==== Dataset records

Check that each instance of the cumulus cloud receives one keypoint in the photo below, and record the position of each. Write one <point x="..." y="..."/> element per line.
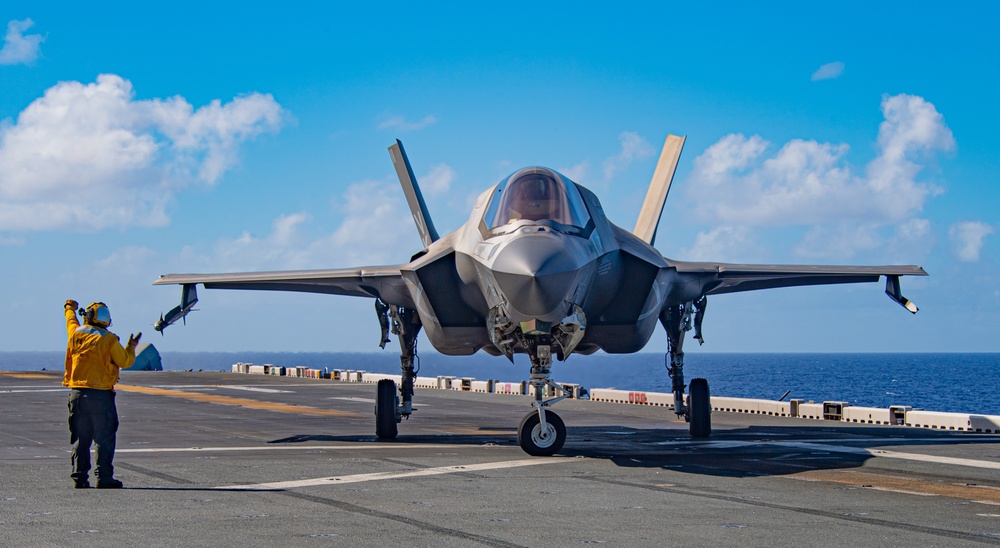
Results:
<point x="439" y="180"/>
<point x="828" y="71"/>
<point x="19" y="48"/>
<point x="739" y="182"/>
<point x="375" y="228"/>
<point x="633" y="147"/>
<point x="578" y="172"/>
<point x="724" y="243"/>
<point x="90" y="156"/>
<point x="967" y="239"/>
<point x="400" y="123"/>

========

Copy the data character for character, but drop all pictures from the copy.

Check that each instance of the cumulus cloud receives one keypoint in the photo below, and record the position of each. Write one <point x="..." y="..."/> element per line.
Results:
<point x="439" y="180"/>
<point x="828" y="71"/>
<point x="19" y="48"/>
<point x="739" y="182"/>
<point x="375" y="228"/>
<point x="633" y="147"/>
<point x="578" y="172"/>
<point x="724" y="243"/>
<point x="90" y="156"/>
<point x="967" y="239"/>
<point x="400" y="123"/>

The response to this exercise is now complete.